Your goal
Lines from the one containing "Please inspect the picture provided and identify palm" through the end of the data are to be returned exactly, and no others.
** START Working data **
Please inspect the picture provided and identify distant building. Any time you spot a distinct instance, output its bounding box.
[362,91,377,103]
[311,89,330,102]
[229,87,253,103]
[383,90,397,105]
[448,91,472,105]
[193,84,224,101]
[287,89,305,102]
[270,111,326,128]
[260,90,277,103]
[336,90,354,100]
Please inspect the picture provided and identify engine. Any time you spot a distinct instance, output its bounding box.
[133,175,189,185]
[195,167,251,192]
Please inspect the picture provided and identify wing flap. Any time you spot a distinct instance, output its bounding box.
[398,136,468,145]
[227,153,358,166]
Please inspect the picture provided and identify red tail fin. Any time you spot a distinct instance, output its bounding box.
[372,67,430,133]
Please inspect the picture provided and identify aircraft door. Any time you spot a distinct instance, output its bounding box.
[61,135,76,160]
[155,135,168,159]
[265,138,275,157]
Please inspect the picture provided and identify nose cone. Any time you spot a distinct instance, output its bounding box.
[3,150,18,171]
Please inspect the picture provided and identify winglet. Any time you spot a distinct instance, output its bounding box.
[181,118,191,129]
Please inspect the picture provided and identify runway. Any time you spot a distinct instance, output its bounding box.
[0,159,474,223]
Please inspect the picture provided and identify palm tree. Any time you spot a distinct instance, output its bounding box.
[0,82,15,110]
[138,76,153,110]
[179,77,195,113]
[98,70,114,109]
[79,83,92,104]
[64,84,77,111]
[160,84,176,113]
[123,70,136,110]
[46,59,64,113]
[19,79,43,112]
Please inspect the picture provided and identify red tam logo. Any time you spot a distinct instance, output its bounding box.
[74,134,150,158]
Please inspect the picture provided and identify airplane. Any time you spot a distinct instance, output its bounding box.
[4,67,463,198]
** END Working data **
Task answer
Please inspect the picture provided and identify palm tree. Any time you spot a distinct instance, output its bounding box.
[0,82,15,110]
[138,76,153,110]
[179,77,195,113]
[98,70,114,109]
[79,83,92,104]
[64,84,77,111]
[160,84,176,113]
[123,70,136,110]
[46,59,64,113]
[19,79,43,112]
Please inspect the picture provided and identify red tam logo. Any time you spot a distinct instance, output its bounding box.
[74,134,150,158]
Please inspect the picture provided and identify airplane. Any time you spot a distinct instance, output its bounding box.
[4,67,463,198]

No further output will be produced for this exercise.